:: Request 1 ::
In the rows below, could you rewrite everything from the line with "the tree canopy" to the last line of the rows, changing "single marker" to "single point" and leaving all else unchanged?

-- Start of Passage provided --

Caroline Tice (who was one of the original lldb authors)'s PhD thesis had a section on expressing the nesting of operations - IIRC she called them atoms.  We talked about this some in the early days but didn't get much traction on the compiler side (at that time we were still using gcc as the front end).  So this ended up being only talk.  But it would be really handy to know the scope and not just the initial point of the expressions and subexpressions in the debug info.

Jim

>  
> 
> Jim
> 
> 
> >  
> > Then you will (a) curse the debugger a bit 'cause it didn't stop where you told it to, and then (b) and step over a few times, (or uses "sif" which nobody knows to use), but with a lot of arguments the former can get annoying.  In this case is seems like we are removing potentially helpful information from the user when setting breakpoints.  And adding a --ignore-is-stmt option doesn't seem like the sort of thing anybody would know to use.  But maybe the compiler could be smarter about when it applies this is_stmt, so it would know to put on on lines 2,3, & 4 before the function calls, but not on line 2 in Vedant's example?  Not sure how hard that would be.
> > 
> > We would also have to have a way to know when to trust the is_stmt for these purposes.  DWARF should really have a way to say features are taken seriously by the producer, so the debugger will know whether to trust them or not.  But that a slightly orthogonal issue...
> > 
> > Yeah, it'd be nice to have some flag bits to say "hey, this is the /specific/ meaning of this flag/etc we're guaranteeing to implement in this output". Though I'm not sure that'd be necessary - I think Clang currently just puts is_stmt on everything, so if you implement the advanced behavior in LLDB and give it Clang's current output, it'd just degrade to the behavior we already see from LLDB - and when LLDB sees new/fancy Clang DWARF that is more judicious about is_stmt, it'd get better behavior.

-- End of Passage provided --
-- Start of Supplied material --

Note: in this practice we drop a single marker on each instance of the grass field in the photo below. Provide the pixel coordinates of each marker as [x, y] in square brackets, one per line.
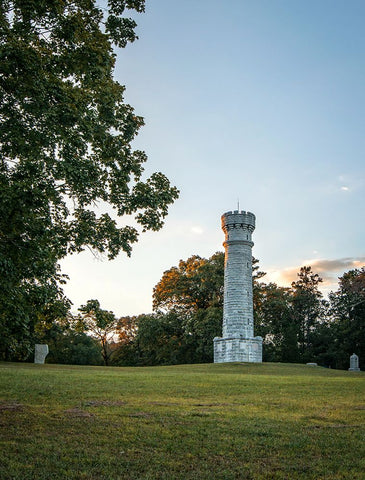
[232, 421]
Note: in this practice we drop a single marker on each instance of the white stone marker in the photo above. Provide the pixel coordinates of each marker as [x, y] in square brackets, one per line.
[354, 363]
[238, 343]
[40, 353]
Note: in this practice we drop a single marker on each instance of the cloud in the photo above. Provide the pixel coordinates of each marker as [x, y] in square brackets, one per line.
[197, 230]
[329, 271]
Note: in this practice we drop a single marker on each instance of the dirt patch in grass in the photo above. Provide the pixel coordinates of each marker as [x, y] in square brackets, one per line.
[13, 406]
[140, 414]
[104, 403]
[336, 426]
[77, 412]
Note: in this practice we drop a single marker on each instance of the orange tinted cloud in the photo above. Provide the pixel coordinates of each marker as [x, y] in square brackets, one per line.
[328, 270]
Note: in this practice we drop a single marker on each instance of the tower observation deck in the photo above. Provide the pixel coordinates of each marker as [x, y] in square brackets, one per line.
[238, 343]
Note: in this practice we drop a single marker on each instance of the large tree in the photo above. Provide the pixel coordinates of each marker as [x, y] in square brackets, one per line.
[65, 148]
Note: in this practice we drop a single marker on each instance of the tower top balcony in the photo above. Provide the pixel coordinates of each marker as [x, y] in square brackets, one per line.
[238, 219]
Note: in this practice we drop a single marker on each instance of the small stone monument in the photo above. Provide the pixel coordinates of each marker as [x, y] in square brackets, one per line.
[40, 353]
[354, 363]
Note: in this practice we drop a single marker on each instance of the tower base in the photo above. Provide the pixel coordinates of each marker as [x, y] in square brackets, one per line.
[237, 349]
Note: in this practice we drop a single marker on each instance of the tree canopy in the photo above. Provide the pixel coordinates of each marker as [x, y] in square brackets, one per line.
[66, 138]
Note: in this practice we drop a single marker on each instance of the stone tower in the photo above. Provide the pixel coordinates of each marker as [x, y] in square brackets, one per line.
[237, 343]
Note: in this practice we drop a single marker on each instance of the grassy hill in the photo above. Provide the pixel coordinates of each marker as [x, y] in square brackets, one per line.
[232, 421]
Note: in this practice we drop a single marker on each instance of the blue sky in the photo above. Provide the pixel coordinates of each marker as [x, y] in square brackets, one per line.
[261, 100]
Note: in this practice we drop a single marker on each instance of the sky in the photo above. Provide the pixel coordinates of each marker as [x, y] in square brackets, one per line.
[256, 101]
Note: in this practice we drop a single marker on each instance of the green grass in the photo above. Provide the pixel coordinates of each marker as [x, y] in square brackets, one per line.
[232, 421]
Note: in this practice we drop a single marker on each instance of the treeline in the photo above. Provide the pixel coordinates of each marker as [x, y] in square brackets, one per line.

-- End of Supplied material --

:: Request 2 ::
Answer these from the forum thread:
(a) Who was one of the original lldb authors whose PhD thesis had a section on expressing the nesting of operations?
(b) What was being used as the front end in those early days?
(c) According to the thread, where does Clang currently put is_stmt?

:: Task response 1 ::
Note: in this practice we drop a single point on each instance of the tree canopy in the photo above. Provide the pixel coordinates of each marker as [x, y] in square brackets, one per line.
[66, 138]
Note: in this practice we drop a single point on each instance of the stone tower in the photo above. Provide the pixel coordinates of each marker as [x, y] in square brackets, one per line.
[237, 343]
Note: in this practice we drop a single point on each instance of the grassy hill in the photo above. Provide the pixel coordinates of each marker as [x, y] in square brackets, one per line.
[232, 421]
Note: in this practice we drop a single point on each instance of the blue sky in the photo above. Provide the pixel coordinates of each marker as [x, y] in square brackets, one per line.
[261, 100]
Note: in this practice we drop a single point on each instance of the sky in the photo above. Provide the pixel coordinates of each marker as [x, y] in square brackets, one per line.
[256, 101]
Note: in this practice we drop a single point on each instance of the green grass in the photo above. Provide the pixel coordinates of each marker as [x, y] in square brackets, one per line.
[232, 421]
Note: in this practice we drop a single point on each instance of the treeline in the photo above. Provide the pixel coordinates of each marker as [x, y] in square brackets, one per line.

:: Task response 2 ::
(a) Caroline Tice
(b) gcc
(c) On everything